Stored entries
* * *
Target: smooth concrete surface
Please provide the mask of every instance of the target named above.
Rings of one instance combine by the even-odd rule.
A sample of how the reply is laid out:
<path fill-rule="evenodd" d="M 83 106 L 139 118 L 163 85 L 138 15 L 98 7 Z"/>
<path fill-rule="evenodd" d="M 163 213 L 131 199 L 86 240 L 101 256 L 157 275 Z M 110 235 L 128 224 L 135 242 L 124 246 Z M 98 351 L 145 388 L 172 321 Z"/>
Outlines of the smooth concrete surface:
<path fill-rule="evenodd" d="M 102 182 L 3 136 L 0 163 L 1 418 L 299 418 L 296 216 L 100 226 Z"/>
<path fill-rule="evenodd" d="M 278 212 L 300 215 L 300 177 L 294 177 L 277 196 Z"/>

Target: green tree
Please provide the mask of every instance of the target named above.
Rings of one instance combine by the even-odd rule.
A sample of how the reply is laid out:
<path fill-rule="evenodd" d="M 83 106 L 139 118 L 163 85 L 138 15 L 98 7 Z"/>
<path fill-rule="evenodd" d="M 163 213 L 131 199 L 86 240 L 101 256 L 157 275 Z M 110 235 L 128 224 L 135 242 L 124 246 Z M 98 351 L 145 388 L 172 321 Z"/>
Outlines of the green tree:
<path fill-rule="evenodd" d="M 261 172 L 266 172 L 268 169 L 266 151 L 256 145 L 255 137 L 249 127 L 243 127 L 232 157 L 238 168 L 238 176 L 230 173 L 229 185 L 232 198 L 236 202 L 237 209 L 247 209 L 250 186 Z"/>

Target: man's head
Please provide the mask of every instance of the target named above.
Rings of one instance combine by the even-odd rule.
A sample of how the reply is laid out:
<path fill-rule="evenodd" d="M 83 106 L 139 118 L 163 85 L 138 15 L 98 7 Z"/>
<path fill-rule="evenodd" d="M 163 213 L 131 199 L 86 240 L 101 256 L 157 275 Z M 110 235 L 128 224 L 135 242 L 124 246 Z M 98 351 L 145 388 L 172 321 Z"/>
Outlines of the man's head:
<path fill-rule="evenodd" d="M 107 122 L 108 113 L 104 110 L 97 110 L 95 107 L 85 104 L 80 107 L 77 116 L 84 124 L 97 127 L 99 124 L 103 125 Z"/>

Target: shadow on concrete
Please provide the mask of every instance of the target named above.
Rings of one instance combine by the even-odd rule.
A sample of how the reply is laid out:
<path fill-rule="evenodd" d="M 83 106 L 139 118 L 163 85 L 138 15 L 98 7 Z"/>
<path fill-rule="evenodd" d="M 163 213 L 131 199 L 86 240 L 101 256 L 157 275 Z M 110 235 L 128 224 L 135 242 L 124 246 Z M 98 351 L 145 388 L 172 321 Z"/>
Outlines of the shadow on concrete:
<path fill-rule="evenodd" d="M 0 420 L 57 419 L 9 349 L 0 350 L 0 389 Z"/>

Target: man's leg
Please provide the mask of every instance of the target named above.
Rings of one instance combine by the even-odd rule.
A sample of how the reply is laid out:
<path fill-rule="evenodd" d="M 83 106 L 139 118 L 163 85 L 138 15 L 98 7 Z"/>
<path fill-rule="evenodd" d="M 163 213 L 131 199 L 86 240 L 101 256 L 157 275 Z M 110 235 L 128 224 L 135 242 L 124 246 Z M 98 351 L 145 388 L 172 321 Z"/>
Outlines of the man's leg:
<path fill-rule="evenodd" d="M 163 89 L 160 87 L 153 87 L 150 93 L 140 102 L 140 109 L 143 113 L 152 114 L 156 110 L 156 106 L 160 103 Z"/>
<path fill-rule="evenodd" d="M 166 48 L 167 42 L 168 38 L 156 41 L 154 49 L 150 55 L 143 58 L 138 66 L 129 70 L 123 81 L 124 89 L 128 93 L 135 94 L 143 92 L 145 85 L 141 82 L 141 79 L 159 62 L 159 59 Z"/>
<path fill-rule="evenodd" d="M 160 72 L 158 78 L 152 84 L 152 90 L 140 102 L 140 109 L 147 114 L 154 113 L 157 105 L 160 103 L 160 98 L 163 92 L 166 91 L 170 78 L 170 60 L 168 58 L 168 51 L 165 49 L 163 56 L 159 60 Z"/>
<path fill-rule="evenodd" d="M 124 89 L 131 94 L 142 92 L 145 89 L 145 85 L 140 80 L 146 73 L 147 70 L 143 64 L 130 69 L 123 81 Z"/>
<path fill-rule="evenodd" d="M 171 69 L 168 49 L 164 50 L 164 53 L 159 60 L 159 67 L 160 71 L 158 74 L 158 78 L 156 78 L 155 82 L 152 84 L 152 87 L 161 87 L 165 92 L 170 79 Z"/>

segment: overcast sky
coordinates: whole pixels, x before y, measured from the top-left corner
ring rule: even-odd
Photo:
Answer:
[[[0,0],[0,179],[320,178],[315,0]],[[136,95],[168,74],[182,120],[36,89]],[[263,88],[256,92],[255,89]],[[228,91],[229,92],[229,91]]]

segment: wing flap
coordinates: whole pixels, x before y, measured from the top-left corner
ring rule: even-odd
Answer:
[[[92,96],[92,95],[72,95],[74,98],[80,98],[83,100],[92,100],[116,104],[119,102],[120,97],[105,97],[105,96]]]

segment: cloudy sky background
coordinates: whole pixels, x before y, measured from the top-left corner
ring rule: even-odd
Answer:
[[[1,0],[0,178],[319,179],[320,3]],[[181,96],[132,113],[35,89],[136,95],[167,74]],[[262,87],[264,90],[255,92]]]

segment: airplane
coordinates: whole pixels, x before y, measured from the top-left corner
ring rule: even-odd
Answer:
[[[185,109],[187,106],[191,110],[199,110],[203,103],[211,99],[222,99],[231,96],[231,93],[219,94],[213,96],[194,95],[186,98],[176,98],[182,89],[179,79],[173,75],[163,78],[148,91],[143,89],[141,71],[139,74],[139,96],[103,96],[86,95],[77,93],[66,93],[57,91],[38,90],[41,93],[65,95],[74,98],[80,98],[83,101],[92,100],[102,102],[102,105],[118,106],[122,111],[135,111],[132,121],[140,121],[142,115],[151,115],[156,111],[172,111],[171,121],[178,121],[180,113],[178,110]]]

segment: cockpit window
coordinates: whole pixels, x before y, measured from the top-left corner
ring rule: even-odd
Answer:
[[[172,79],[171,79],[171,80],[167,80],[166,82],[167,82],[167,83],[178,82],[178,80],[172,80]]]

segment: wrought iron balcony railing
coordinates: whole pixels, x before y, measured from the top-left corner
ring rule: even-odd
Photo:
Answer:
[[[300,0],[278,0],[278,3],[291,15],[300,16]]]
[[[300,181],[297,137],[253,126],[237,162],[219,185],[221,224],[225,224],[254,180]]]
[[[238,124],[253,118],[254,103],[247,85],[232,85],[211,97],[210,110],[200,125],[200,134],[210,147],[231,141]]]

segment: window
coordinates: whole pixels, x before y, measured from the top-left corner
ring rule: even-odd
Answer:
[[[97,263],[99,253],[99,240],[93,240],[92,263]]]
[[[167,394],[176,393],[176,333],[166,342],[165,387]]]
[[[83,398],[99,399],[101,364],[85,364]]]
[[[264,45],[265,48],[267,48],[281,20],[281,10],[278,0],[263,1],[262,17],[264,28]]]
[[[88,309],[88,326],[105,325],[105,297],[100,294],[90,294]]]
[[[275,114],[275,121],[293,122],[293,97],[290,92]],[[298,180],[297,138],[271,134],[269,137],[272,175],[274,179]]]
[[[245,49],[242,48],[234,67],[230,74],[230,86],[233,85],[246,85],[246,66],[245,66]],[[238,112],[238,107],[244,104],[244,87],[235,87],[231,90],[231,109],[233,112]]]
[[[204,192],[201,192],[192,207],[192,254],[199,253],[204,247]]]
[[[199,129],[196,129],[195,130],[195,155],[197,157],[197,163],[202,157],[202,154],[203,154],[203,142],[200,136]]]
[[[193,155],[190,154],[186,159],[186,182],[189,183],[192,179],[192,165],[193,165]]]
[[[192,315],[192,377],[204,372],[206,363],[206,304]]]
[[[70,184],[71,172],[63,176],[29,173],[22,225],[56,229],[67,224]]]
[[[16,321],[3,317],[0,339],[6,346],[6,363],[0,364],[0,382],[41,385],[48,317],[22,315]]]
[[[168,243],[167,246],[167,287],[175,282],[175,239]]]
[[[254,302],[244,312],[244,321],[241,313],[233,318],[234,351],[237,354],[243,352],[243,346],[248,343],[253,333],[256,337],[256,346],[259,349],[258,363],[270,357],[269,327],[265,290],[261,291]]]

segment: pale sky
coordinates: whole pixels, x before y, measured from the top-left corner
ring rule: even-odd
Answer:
* * *
=== Directions for this task ===
Go through the entries above and report each line with the string "window" in it.

=== Response area ===
segment: cockpit window
segment: window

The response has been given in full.